抽出テキスト:

+++

かかりつけ医が気づく主な変化とは
認知症の第一発見者はもちろん家族が一番多いのですが、それ以外にもいつも接している友人、いつもかかっている病院のスタッフ、かかりつけ医という場合もよくあります。認知症はその診断基準に「生活する上でなんらかの支障があること」と明記されていますので、御家族がすべて面倒をみていてあまり困ってない環境では発見が遅れることもあるのです。また今は認知症の専門医よりもいつもかかっているかかりつけ医の診療所で疑われる機会も増えています。それはどのような変化なのでしょうか。
1.受付のスタッフの情報で疑う
- 保険証を返したのにもらっていないと言い張る(ちょっと興奮気味)
- 保険証を失くしましたと言ってくることが増える
- 以前は穏やかだったのに、待ち時間が長いと不満を言うようになる
- 先日出したばかりの薬を取りに来る
- いつもは家族と来ているのに急に一人で受診する(多くの場合、薬を失くしたといって受診する事が多い)
- 保険証や診察券、財布などをバッグから探して取り出すのに非常に時間がかかるようになってくる
- 数百円の支払いでも毎回一万円札で支払おうとする
2.外観の変化で疑う
- 季節に合わない服を着て来るようになる。猛暑の中でもコートを着てくる。
- いつも同じ服を着ている
- 髪の毛、服装など身だしなみを気にしなくなり清潔感のない印象になる
- ボタンをかけなかったり下着が見えても気にしなくなる
- 洋服の色や柄、お化粧などが奇異な感じに変化してくる
3. 診察中の印象で疑う
- 前回受診時の話の内容をすっかり忘れている。

+++

次の課題:
**A)** 抽出テキストの「外観の変化で疑う」に挙げられている変化をすべて書き出してください。
**B)** 抽出テキストによると、認知症の診断基準には何が明記されていますか。
資料は抽出テキストの内容とは関係がありません。

保存データの項目:

+++

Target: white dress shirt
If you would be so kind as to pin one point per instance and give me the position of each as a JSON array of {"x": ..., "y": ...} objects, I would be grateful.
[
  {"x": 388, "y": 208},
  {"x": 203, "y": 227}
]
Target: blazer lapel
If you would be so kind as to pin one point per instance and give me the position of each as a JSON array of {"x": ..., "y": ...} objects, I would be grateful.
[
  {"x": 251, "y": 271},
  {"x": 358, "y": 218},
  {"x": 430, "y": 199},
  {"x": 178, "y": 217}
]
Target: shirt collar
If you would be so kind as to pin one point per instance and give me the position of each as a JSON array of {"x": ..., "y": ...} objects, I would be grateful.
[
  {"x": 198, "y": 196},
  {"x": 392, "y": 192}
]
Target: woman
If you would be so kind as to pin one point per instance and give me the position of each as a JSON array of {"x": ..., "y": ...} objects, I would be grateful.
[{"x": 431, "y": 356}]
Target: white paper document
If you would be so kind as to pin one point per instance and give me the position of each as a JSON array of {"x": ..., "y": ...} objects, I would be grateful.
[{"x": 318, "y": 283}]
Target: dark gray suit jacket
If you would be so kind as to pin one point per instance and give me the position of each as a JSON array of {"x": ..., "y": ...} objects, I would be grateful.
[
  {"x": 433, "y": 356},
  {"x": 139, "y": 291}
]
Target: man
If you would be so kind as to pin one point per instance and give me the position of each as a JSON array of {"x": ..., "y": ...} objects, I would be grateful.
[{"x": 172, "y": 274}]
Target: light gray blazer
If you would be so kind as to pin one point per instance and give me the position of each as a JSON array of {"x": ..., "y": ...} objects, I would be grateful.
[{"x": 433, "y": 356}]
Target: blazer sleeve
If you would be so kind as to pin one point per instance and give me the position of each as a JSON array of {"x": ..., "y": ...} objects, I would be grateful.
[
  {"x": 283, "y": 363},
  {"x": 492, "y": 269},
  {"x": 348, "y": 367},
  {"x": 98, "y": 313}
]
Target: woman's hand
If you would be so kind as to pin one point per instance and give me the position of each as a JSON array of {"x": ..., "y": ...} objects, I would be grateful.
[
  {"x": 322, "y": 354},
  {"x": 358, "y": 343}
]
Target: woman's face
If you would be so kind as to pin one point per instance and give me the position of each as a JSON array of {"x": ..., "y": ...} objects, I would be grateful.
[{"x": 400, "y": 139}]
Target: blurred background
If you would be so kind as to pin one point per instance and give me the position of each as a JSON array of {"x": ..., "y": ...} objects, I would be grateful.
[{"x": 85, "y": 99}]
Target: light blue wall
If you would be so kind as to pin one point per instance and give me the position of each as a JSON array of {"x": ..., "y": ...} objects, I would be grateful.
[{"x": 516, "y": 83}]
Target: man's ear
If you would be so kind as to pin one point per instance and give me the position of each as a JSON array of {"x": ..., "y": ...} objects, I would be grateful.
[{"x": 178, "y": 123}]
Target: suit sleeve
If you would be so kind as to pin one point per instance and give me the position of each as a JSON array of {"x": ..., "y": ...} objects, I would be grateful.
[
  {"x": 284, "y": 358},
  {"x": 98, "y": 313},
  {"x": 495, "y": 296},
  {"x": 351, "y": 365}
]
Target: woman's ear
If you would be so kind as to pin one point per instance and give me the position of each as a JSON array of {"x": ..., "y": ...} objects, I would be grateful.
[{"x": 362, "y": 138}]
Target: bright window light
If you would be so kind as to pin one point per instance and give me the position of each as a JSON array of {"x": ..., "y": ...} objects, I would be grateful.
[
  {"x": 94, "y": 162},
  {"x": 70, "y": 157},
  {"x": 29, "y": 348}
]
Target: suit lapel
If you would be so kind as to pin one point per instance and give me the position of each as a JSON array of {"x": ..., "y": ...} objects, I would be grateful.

+++

解答:
**A)**
- 季節に合わない服を着て来るようになる。猛暑の中でもコートを着てくる。
- いつも同じ服を着ている
- 髪の毛、服装など身だしなみを気にしなくなり清潔感のない印象になる
- ボタンをかけなかったり下着が見えても気にしなくなる
- 洋服の色や柄、お化粧などが奇異な感じに変化してくる

**B)** 「生活する上でなんらかの支障があること」です。